What to do> When transcribing the entries, keep each one exactly as it is.
(Extracted entries Opens)
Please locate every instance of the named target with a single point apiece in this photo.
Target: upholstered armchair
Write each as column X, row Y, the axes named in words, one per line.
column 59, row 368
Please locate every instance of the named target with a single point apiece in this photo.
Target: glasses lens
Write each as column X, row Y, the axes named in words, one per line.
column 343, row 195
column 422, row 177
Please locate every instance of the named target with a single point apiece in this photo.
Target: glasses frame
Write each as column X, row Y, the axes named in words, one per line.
(Extracted entries Closes)
Solution below>
Please locate every instance of the named target with a single point apiece in this photo.
Target: upholstered armchair
Write each as column X, row Y, the axes named in words, one per line.
column 59, row 368
Please locate every instance of the named target with a single point apiece in this photo.
Target: glasses lens
Write each as column X, row Y, the axes named in words, one per line.
column 343, row 195
column 422, row 177
Please locate every instance of the named target with a single point apiece in this photo.
Target: glasses frame
Write each as column X, row Y, the axes named in words, one per line.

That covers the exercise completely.